_Aim_
Return every line of the records below that contains the word "flower", matching case exactly.

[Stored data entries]
○ ○ ○

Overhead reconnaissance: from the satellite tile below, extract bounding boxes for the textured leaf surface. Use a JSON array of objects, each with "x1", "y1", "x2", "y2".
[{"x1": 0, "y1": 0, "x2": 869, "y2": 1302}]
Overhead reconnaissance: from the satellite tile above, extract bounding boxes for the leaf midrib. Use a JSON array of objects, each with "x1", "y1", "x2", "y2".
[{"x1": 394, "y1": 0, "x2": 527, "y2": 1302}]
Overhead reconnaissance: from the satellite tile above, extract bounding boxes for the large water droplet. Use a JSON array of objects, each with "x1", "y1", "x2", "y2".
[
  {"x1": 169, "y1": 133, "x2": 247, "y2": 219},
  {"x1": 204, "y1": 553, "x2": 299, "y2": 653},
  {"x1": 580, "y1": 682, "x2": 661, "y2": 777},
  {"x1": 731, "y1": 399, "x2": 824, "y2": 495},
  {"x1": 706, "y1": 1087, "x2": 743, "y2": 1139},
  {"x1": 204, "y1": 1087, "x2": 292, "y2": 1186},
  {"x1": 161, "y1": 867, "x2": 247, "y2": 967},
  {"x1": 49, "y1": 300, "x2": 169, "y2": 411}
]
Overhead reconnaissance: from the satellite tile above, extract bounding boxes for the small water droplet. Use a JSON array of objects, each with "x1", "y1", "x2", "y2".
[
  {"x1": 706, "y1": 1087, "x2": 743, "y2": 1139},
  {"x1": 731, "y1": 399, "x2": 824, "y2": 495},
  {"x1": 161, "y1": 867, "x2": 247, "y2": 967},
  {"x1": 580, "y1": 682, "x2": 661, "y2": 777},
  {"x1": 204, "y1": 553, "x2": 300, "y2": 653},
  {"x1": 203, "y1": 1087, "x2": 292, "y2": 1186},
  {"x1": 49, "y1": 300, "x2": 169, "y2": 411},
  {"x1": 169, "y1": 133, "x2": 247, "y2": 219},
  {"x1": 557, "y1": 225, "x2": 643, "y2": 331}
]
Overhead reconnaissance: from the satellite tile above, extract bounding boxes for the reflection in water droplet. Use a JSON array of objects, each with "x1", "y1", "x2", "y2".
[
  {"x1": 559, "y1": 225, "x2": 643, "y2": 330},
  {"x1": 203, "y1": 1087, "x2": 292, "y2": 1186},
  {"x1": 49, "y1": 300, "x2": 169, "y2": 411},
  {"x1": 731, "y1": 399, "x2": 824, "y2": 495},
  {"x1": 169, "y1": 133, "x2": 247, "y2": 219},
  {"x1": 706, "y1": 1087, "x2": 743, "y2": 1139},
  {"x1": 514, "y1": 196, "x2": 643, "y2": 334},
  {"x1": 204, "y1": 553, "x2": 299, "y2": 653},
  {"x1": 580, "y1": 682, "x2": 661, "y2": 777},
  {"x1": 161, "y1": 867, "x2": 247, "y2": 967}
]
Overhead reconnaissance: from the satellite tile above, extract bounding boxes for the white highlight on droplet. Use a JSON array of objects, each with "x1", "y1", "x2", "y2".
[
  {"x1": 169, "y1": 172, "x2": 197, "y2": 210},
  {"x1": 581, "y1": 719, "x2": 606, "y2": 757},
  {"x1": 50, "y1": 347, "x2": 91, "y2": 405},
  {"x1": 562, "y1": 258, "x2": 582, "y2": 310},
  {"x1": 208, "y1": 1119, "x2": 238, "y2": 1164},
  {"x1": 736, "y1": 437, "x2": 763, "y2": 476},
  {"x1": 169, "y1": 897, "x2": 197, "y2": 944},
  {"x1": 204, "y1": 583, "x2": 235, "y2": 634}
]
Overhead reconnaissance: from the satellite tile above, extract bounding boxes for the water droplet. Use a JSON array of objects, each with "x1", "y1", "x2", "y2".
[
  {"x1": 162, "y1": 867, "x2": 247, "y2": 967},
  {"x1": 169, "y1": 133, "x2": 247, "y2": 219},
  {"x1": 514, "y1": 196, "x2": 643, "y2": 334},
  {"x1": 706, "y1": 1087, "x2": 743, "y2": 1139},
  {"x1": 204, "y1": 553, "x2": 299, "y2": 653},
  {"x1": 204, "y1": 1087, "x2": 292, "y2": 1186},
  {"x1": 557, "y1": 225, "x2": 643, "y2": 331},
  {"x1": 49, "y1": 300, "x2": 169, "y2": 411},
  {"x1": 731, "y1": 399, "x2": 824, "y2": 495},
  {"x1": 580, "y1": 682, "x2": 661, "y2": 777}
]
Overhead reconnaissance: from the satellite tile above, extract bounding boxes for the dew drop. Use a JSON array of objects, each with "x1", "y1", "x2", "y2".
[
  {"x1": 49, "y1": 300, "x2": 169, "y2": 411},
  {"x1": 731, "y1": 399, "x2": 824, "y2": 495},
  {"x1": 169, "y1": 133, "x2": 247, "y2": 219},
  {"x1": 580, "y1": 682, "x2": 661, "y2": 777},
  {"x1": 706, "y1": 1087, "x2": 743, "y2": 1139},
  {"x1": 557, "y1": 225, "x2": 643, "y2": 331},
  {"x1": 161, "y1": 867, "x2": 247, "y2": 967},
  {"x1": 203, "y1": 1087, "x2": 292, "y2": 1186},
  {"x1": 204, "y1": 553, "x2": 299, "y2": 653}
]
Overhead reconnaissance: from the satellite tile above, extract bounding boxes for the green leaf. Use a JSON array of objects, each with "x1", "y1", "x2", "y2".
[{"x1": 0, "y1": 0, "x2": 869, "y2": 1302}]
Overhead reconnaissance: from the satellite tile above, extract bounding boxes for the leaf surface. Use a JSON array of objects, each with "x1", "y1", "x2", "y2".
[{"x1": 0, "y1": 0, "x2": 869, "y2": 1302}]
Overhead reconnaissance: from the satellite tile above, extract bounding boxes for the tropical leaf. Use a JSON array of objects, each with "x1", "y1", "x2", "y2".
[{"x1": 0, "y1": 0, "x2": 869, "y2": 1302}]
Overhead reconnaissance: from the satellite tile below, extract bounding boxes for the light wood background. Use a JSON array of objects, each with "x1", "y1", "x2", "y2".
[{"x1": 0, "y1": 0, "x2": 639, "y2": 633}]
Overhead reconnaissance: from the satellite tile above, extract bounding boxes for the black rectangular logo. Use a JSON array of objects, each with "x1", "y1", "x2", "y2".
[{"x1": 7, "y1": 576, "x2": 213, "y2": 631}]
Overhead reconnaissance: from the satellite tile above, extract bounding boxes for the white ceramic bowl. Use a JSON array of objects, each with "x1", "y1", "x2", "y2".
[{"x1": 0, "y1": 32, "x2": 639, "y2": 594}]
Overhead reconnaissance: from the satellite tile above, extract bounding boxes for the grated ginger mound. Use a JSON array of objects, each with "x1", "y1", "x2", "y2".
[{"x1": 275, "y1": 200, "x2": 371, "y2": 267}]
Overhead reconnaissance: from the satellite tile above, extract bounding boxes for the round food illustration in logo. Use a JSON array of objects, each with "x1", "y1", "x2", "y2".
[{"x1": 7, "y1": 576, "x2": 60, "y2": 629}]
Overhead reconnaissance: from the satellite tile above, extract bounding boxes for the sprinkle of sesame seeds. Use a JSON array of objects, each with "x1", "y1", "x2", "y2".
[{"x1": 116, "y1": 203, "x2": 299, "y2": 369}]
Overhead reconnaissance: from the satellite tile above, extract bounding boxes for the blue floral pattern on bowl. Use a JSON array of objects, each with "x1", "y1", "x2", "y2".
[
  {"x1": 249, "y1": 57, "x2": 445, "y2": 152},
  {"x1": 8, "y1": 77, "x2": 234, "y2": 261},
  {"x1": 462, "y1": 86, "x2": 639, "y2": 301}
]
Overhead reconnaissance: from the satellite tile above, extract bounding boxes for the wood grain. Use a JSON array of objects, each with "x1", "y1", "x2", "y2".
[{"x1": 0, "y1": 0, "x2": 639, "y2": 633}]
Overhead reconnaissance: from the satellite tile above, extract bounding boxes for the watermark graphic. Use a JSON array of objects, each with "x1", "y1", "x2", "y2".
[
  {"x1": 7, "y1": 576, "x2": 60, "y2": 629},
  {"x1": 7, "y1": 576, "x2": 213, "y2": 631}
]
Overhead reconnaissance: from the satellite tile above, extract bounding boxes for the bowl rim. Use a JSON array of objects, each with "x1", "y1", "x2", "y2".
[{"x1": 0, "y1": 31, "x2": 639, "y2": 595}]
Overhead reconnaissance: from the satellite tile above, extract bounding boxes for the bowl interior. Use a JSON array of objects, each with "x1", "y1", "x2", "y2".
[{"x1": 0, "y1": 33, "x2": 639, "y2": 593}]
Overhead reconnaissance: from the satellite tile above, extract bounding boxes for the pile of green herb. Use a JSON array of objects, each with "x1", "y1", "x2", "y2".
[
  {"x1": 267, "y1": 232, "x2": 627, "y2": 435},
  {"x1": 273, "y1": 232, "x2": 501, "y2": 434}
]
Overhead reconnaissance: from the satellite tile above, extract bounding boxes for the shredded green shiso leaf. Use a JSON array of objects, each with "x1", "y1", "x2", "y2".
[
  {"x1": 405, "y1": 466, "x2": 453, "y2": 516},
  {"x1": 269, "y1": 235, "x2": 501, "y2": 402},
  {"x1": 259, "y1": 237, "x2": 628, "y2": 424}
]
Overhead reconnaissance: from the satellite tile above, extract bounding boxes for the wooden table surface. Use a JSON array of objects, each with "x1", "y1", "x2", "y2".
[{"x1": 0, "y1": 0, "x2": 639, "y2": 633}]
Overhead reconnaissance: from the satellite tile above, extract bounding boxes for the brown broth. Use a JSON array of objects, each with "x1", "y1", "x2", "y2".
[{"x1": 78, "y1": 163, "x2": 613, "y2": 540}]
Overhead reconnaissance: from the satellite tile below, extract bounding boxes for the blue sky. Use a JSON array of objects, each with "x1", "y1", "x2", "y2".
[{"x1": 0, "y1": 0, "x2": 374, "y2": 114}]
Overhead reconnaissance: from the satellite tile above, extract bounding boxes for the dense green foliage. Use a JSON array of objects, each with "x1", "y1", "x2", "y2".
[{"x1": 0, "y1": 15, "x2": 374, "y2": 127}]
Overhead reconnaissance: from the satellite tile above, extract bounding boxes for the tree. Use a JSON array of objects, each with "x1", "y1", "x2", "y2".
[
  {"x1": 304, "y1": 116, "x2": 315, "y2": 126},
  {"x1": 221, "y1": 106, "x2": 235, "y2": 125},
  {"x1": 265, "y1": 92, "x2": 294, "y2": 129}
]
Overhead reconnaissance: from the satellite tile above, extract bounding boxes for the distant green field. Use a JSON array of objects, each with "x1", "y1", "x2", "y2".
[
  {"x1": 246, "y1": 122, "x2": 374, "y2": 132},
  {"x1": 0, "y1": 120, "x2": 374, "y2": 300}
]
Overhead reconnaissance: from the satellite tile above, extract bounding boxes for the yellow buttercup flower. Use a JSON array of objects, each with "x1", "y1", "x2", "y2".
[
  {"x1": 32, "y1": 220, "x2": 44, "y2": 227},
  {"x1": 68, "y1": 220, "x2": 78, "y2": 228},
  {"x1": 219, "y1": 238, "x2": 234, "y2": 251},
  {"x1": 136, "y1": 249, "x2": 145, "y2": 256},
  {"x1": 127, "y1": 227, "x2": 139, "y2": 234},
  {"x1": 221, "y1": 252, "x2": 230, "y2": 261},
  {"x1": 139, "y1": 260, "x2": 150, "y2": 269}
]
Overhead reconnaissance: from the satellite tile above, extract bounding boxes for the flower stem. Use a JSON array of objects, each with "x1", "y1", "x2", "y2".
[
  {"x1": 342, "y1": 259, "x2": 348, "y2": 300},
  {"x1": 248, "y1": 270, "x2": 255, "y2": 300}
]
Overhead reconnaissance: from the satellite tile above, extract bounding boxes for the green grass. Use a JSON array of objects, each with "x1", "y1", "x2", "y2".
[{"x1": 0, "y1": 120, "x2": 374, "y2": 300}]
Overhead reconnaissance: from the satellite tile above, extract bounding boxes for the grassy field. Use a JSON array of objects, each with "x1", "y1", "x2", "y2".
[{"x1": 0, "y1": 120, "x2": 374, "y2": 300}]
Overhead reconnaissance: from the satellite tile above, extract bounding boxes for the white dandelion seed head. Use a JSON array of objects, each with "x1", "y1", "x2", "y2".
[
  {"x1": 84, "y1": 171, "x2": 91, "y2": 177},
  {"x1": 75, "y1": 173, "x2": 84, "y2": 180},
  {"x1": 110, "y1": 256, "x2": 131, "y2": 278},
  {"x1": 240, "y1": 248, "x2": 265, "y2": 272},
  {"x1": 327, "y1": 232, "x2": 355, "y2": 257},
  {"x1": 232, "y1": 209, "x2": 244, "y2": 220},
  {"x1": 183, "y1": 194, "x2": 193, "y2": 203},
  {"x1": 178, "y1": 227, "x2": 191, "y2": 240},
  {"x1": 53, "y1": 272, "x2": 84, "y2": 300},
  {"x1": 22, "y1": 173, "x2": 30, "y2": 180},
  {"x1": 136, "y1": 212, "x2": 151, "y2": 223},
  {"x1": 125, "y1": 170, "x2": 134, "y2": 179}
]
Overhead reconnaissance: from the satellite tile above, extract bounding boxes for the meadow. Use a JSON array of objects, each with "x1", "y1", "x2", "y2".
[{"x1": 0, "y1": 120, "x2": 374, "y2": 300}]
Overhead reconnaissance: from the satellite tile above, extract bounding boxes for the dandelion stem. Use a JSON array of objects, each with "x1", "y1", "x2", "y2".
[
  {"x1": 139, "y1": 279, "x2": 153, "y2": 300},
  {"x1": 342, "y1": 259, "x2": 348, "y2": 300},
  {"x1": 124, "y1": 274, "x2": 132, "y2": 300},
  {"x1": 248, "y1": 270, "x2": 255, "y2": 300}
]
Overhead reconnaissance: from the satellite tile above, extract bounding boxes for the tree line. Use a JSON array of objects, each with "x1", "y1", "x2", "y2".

○ ○ ○

_Task response_
Overhead reconnaissance: from the satellite tile above, extract bounding boxes for the yellow buttercup flower. Use a JSON array of objects, each with "x1", "y1", "x2", "y2".
Overhead reconnaissance: from the satellite tile above, extract bounding boxes for the flower stem. Use a JSON array of objects, each with "x1", "y1", "x2", "y2".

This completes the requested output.